**FRAGMENTO SELECCIONADO:**
A mí a menudo me apetece contemplar el panorama desde las gradas de un bar frente por frente de la basílica y, recobradas las fuerzas, seguir a la izquierda, bien para vagar la zona del viejo mercado, bien para entrar en Santa Maria della Vita, con las estupendas esculturas de Niccolò dell’Arca que representan el planto de las santas mujeres en torno a la tumba de Cristo. A Niccolò se debe asimismo el túmulo funerario de santo Domingo de Guzmán, terminado por el joven Miguel Ángel. Pero la versión más singular de una sepultura es en Bolonia una de las siete iglesias de la basílica de Santo Stefano, toda ella diseñada arquitectónicamente según se imaginaba el sepulcro que Constantino erigió a Jesús en Jerusalén: para mí el rincón más hermoso de Bolonia, perfecto para detenerse a rezar un padrenuestro y a escuchar el silencio.

Retrocediendo hasta San Petronio, invito a seguir por su costado hacia el espléndido Archiginnasio, con su rica biblioteca y la madera y mármol bruñidísimos del escalofriante gabinete anatómico, y continuar hacia la gloriosa librería de Zanichelli, donde uno se ilusiona creyendo oír todavía las voces de Carducci, Pascoli o Pier Paolo Pasolini, para desembocar en la distinguida Via Farini y mirar de reojo a sus elegantes vecinas.

**LISTADO DE DATOS:**

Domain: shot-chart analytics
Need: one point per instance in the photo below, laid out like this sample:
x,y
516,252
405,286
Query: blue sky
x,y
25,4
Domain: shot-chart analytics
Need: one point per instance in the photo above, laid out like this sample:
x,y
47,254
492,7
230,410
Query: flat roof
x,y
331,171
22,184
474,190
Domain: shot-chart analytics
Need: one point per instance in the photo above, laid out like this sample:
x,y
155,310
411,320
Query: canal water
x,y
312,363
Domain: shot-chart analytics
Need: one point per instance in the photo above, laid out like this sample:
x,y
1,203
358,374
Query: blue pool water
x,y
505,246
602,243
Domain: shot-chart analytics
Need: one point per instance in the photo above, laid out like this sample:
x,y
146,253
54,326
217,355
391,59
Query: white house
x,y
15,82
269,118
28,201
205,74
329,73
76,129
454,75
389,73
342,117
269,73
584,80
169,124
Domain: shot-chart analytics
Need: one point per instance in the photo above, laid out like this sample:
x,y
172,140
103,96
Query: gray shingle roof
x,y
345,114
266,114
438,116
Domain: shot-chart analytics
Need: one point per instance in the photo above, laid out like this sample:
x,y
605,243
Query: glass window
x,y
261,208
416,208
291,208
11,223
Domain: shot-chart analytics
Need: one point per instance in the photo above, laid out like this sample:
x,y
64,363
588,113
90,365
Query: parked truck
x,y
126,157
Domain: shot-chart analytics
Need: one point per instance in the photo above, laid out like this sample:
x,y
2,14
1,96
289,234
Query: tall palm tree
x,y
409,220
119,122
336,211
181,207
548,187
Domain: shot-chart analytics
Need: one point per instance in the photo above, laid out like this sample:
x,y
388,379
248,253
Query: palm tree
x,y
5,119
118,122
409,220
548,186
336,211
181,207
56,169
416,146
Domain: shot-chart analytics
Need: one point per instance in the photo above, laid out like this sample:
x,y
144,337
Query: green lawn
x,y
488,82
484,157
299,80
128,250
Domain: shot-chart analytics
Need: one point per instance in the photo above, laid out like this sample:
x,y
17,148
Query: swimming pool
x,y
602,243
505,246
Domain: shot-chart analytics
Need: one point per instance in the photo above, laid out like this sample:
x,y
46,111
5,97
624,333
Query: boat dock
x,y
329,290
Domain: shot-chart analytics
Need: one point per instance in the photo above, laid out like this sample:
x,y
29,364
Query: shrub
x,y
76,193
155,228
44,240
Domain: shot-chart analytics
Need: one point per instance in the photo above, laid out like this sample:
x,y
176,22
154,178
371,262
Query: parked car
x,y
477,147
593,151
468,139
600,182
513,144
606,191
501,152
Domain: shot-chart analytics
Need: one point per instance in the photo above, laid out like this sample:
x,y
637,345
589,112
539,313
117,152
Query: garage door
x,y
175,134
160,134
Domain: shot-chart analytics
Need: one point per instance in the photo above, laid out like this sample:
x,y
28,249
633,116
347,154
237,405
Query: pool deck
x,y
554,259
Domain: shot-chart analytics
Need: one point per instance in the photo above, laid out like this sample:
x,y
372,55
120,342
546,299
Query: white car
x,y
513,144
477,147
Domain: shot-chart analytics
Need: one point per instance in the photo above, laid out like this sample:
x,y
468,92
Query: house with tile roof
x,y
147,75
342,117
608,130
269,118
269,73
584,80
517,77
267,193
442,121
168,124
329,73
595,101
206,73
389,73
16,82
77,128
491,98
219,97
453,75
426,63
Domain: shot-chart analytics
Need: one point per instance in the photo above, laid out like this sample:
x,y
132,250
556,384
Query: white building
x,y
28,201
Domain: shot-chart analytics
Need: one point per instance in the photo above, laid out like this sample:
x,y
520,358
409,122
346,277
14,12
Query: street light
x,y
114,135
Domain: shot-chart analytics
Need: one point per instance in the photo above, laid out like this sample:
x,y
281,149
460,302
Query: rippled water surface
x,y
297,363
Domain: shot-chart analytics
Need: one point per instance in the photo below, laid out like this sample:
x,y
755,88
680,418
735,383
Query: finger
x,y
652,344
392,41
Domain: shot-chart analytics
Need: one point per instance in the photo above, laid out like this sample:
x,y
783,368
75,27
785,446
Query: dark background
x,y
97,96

**TUS TAREAS:**
**A)** Traduce al inglés esta oración del fragmento sobre Bolonia: "A Niccolò se debe asimismo el túmulo funerario de santo Domingo de Guzmán, terminado por el joven Miguel Ángel."
**B)** Transcribe literalmente la parte del fragmento sobre Bolonia que comienza con las palabras "A mí a menudo" y termina con "escuchar el silencio.".
El listado procede de una fuente distinta a la del fragmento sobre Bolonia.

**PROBLEMAS RESUELTOS:**
**A)** The funerary monument of Saint Dominic de Guzmán is likewise the work of Niccolò, and it was completed by the young Michelangelo.

**B)**
A mí a menudo me apetece contemplar el panorama desde las gradas de un bar frente por frente de la basílica y, recobradas las fuerzas, seguir a la izquierda, bien para vagar la zona del viejo mercado, bien para entrar en Santa Maria della Vita, con las estupendas esculturas de Niccolò dell’Arca que representan el planto de las santas mujeres en torno a la tumba de Cristo. A Niccolò se debe asimismo el túmulo funerario de santo Domingo de Guzmán, terminado por el joven Miguel Ángel. Pero la versión más singular de una sepultura es en Bolonia una de las siete iglesias de la basílica de Santo Stefano, toda ella diseñada arquitectónicamente según se imaginaba el sepulcro que Constantino erigió a Jesús en Jerusalén: para mí el rincón más hermoso de Bolonia, perfecto para detenerse a rezar un padrenuestro y a escuchar el silencio.